やること
A – カーボンニュートラルについての記事を読んで、次の問いに答えてください。
(i) パリ協定では、世界の平均気温の上昇を何℃に抑える努力をすると定められていますか。
(ii) 日本政府は、何年までに温室効果ガスの排出を実質ゼロにする目標を掲げていますか。
(iii) 削減できなかった温室効果ガスを吸収・除去する方法として、どんな例が挙げられていますか。
B – カーボンニュートラルについての記事の続きを、最後の文のあとから書き上げてください。

記事
▬▬▬▬▬▬
地球温暖化が環境に及ぼす影響は年々深刻さを増している。地球の環境を守るため、世界各国が一丸となって対策に取り組む必要がある。
脱炭素社会の実現に向けて、2050年までの温室効果ガス排出量削減に取り組む地方公共団体が増えており、「カーボンニュートラル」という言葉を耳にする機会も増えているのではないだろうか。
本記事では、カーボンニュートラルの基本的な考え方や目指すべき方向性を解説するとともに、先進的な自治体の取り組み事例を紹介する。各自治体の事例を参考に、地域の特性を活かしたカーボンニュートラルを目指した取り組みに向けて参考にしてほしい。

【目次】
 • カーボンニュートラルとは?

 • カーボンニュートラルの国を挙げた取り組みとは
 • 地方自治体によるカーボンニュートラル宣言
 • カーボンニュートラルの実現に向けた各自治体の取り組みをご紹介!
 • カーボンニュートラルの始め方とヒント
 • カーボンニュートラルは地球のために全人類で実現すべき目標

※掲載情報は公開日時点のものです。

カーボンニュートラルとは?

カーボンニュートラル(Carbon Neutral)とは、温室効果ガスの排出を削減する努力を行いながら、削減できなかった温室効果ガスを森林の植林や保全などの様々な方法で吸収・除去することで実質ゼロとなるよう目指すことをいう。

温室効果ガスの大部分を占める二酸化炭素を削減し、脱炭素社会を実現することで、気候変動の緩和や持続可能な開発目標の達成に貢献することが期待されている。

気候変動問題は世界各国が一体となって取り組むべき課題であり、パリ協定(※1)では世界共通の長期目標として「世界的な平均気温上昇を産業革命以前に比べて2℃より十分低く保ち、1.5℃に抑える努力をする」と定められた。

日本政府は2050年までに温室効果ガスの排出を実質ゼロにする目標を掲げており、カーボンニュートラルの実現に向けた取り組みを加速させている。
▬▬▬▬▬▬
渡された資料

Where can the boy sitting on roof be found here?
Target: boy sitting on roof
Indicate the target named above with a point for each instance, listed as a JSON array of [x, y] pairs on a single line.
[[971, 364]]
▬▬▬▬▬▬
答え
A –
(i) 1.5℃
(ii) 2050年
(iii) 森林の植林や保全

B –
※1出典 外務省「2020年以降の枠組み:パリ協定」

カーボンニュートラルとはそもそも何か

カーボンニュートラルは「炭素中立」とも呼ばれ、以下の2つの方法で達成を目指す。

  1. 温室効果ガス排出量をできるだけ削減する
  2. 削減できなかった温室効果ガスを吸収または除去することで実質ゼロにする

社会経済活動に伴う温室効果ガスの排出を最小限に抑えつつ、森林などによる吸収や革新的な技術による除去により、大気中への排出量を実質ゼロにするものである。

カーボンニュートラルに取り組むメリットや効果

カーボンニュートラルへの取り組みは、地球温暖化対策としてだけではなく、経済成長への取り組みでもあると考える動きが広がっている。

世界では、120以上の国と地域が2050年のカーボンニュートラルを目指し、ESG投資が拡大している。ESG投資とはEnvironment(環境)・Social(社会)・Governance(ガバナンス)に配慮した企業に対して投資を行うもので、国際社会における企業の存在感を高める上でも重要なものとなる。

脱炭素社会への移行は、新たなビジネスチャンスや成長につながるとの期待があり、積極的な取り組みが求められているのである。

カーボンニュートラルの国を挙げた取り組みとは

カーボンニュートラルとは

カーボンニュートラルの実現に向けて、日本政府は国を挙げて様々な取り組みを推進している。取り組みの一部を紹介する。

  •  脱炭素事業への新たな出資制度
  • 2050年カーボンニュートラルに伴うグリーン成長戦略(成長が期待される14分野の産業において高い目標を設定)
  • 「ゼロカーボンシティ」の表明から実現へ
  • 脱炭素ライフスタイルへの転換
  • ゼロカーボン・ドライブ(走行時のCO2排出量がゼロの運転のこと)

カーボンニュートラルへの挑戦のためには、日本全体で取り組みを進める必要がある。

政府は企業へ向けた出資制度や成長戦略、自治体に向けた「ゼロカーボンシティ」の表明促進、国民のライフスタイル転換などを促している。

特に注目したいのが「ゼロカーボンシティ」への取り組みだ。環境省は「2050年までに二酸化炭素を実質ゼロにする」と宣言した自治体を「ゼロカーボンシティ」と定義し、脱炭素に取り組む地方公共団体を支援している。

地方自治体によるカーボンニュートラル宣言

東京都・京都市・横浜市を始めとする多くの自治体が、2050年までに二酸化炭素排出実質ゼロを目指す「ゼロカーボンシティ宣言」を行っている。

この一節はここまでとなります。